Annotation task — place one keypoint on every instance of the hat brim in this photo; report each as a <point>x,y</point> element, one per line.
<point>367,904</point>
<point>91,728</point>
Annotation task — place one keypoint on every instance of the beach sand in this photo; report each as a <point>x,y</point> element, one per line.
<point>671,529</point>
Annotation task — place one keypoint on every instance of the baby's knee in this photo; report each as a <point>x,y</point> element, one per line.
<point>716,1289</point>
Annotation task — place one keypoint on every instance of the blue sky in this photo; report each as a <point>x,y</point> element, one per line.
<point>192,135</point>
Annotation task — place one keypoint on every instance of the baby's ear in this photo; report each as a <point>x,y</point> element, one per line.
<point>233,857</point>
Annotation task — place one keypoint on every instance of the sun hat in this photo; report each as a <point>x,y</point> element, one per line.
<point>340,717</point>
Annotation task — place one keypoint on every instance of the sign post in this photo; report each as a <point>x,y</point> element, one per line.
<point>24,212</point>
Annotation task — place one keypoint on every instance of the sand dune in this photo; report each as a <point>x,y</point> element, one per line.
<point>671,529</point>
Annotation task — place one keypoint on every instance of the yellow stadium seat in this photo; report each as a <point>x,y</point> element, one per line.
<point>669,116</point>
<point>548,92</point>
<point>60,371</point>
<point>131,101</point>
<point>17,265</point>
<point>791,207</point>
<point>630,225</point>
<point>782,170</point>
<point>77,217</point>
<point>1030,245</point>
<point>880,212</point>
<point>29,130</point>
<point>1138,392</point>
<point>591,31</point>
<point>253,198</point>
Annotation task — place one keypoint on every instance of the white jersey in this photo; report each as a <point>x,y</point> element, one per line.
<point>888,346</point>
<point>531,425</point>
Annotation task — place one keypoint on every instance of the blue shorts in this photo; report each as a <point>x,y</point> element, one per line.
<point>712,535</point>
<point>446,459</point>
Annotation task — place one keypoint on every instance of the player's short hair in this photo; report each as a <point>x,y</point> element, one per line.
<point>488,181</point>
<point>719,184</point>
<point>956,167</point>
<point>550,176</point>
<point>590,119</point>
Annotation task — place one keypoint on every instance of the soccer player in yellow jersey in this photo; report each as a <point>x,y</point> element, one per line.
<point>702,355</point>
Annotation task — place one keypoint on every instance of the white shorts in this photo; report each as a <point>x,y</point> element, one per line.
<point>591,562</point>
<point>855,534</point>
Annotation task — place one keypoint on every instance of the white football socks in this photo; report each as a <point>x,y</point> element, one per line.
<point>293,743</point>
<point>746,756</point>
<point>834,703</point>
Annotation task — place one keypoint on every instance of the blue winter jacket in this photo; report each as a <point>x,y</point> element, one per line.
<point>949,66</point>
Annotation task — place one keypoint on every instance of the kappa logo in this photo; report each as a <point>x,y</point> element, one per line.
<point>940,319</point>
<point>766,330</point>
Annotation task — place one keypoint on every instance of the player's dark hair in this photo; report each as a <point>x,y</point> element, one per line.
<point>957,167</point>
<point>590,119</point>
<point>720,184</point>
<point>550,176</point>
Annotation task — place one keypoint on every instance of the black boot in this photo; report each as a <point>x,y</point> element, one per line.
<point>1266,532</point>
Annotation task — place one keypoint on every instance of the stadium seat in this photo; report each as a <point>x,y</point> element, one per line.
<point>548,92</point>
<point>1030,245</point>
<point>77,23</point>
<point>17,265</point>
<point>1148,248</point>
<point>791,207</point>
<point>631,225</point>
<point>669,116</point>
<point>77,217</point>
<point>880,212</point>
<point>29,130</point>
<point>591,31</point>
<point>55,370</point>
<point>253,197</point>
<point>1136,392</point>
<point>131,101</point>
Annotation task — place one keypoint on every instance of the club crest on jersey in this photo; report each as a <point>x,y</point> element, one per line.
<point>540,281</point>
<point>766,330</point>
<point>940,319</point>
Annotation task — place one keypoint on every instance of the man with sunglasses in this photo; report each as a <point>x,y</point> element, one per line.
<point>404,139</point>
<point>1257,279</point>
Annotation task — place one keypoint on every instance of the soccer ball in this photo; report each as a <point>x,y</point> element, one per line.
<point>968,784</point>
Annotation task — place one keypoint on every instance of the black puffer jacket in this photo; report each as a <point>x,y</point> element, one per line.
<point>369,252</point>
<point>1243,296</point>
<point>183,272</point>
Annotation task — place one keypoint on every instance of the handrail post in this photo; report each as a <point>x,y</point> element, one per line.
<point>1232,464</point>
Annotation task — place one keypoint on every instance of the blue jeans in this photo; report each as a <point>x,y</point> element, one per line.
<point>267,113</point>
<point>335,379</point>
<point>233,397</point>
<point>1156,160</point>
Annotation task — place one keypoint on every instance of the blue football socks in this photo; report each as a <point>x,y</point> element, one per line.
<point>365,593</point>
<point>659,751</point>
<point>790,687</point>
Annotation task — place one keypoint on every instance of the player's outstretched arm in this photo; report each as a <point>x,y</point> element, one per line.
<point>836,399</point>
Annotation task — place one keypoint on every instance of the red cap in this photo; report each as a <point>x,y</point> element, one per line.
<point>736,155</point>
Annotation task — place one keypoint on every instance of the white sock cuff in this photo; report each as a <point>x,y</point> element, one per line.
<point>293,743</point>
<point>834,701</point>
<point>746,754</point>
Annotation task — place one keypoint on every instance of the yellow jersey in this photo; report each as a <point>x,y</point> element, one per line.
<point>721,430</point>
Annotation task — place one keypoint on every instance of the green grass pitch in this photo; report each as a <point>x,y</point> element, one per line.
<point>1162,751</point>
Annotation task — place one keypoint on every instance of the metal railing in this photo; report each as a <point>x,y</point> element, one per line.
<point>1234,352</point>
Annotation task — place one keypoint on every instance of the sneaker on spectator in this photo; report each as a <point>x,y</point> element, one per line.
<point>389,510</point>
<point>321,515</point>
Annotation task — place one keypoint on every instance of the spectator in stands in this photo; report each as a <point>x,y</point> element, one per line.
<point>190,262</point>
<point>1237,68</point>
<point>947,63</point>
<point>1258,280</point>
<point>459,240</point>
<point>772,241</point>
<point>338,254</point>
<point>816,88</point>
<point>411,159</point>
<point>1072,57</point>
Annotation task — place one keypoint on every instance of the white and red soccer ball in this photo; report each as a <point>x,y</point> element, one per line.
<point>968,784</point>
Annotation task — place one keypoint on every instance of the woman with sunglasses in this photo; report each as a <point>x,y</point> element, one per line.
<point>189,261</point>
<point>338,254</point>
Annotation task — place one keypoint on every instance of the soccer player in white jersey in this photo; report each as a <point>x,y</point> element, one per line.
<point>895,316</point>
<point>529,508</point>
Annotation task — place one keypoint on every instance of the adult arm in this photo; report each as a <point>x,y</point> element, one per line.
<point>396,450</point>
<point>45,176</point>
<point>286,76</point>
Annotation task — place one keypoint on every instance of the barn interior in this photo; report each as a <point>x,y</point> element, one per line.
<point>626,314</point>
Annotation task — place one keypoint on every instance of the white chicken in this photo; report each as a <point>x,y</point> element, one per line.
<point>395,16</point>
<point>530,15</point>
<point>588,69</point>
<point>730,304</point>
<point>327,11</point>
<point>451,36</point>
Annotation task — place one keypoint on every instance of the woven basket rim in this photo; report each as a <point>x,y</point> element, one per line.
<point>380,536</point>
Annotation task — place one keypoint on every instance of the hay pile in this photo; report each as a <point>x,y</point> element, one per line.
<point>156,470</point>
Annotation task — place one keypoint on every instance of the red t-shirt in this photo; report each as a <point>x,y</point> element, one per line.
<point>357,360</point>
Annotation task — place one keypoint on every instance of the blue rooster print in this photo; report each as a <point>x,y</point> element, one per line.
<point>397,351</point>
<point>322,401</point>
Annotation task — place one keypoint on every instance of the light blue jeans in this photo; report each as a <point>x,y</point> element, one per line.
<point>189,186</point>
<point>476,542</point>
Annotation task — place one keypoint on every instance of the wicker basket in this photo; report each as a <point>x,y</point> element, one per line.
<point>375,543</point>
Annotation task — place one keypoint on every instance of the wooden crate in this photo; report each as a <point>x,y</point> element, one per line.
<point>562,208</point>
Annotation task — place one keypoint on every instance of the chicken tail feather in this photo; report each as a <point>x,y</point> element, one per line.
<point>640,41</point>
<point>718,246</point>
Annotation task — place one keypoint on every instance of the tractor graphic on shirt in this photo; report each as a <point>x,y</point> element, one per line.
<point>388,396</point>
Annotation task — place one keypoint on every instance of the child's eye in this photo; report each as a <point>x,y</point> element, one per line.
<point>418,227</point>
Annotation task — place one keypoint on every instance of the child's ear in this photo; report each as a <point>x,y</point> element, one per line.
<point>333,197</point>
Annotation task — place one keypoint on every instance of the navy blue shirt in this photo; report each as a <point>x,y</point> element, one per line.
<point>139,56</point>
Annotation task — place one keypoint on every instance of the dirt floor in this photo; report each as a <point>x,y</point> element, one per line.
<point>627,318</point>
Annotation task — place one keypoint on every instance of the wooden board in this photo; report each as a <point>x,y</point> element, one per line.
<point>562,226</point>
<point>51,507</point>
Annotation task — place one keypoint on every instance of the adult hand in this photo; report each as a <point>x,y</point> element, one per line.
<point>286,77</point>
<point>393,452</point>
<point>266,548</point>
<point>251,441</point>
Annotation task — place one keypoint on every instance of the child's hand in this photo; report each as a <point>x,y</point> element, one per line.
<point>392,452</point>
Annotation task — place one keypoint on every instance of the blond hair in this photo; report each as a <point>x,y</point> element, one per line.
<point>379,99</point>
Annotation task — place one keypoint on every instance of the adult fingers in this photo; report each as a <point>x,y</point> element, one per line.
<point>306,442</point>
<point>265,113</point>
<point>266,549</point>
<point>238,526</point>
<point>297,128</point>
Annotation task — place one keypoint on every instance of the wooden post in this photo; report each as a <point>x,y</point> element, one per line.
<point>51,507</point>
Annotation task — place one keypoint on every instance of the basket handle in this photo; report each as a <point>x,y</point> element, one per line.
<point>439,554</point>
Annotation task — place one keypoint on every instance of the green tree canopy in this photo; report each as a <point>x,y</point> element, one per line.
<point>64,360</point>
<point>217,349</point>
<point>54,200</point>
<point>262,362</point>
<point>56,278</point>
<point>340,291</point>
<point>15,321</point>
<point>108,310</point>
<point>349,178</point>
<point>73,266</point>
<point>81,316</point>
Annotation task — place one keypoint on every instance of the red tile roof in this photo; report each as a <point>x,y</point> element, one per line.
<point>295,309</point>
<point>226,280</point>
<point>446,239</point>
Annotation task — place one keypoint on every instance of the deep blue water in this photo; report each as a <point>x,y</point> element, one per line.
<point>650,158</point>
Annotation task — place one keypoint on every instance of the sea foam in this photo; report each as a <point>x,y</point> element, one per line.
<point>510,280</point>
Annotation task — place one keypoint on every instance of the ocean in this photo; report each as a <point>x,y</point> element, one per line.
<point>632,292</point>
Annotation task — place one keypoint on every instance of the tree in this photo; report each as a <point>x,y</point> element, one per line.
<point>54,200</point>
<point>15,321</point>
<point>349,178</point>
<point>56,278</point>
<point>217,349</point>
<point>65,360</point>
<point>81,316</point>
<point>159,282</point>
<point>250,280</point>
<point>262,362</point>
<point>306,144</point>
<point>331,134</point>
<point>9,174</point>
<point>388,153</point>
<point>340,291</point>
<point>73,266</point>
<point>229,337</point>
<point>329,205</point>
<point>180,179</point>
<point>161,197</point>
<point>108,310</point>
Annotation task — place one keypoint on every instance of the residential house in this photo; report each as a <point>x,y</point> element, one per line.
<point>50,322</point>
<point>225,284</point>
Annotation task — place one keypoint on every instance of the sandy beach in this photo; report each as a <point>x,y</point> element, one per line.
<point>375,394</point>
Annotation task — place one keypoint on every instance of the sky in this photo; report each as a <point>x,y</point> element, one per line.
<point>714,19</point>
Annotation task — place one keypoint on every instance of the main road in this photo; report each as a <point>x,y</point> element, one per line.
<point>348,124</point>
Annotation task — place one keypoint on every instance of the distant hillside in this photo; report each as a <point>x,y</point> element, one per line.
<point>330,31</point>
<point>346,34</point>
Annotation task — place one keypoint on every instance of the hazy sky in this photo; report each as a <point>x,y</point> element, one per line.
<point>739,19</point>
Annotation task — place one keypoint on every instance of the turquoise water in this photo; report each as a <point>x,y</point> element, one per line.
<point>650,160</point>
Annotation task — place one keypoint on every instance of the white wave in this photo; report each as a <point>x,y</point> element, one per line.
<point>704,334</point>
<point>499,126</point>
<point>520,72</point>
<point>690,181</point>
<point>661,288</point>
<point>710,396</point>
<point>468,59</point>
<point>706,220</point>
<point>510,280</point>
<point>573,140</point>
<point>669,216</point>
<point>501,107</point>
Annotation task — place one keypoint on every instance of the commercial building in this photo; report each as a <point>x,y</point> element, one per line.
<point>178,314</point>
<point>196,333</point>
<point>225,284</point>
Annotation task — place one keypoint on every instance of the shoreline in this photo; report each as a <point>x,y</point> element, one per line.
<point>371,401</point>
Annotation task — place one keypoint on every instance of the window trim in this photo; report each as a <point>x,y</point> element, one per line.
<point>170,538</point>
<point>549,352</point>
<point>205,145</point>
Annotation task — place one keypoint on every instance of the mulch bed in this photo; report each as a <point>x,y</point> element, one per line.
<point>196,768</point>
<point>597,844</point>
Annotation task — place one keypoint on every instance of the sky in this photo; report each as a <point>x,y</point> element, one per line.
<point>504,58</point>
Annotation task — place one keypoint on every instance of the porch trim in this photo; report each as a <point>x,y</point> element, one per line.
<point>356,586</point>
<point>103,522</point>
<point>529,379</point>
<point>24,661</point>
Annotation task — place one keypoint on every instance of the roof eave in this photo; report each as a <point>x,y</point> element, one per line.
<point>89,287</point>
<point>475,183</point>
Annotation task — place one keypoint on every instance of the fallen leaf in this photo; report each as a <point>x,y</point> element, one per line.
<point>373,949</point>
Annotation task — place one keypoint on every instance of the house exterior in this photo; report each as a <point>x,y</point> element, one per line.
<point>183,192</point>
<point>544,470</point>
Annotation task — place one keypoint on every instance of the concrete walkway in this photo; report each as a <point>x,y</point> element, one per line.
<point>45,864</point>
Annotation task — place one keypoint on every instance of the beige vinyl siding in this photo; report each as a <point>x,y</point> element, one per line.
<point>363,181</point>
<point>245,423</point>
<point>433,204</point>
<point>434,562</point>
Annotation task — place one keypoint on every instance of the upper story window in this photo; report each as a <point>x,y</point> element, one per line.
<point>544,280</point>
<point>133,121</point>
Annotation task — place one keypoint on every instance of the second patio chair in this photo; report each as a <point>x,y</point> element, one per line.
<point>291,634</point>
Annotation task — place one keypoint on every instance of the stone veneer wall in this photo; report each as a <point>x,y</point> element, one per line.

_Short problem:_
Copy out the items from the line with "the player's outstretched" to the line with "<point>736,155</point>", reproducing each line without change.

_Result below:_
Annotation task — place one keypoint on every instance of the player's outstretched arm in this photo; report each as a <point>x,y</point> element, one per line.
<point>836,399</point>
Annotation task — place one keypoint on every instance of the red cap in this photo; report each as a <point>x,y</point> element, one per line.
<point>736,155</point>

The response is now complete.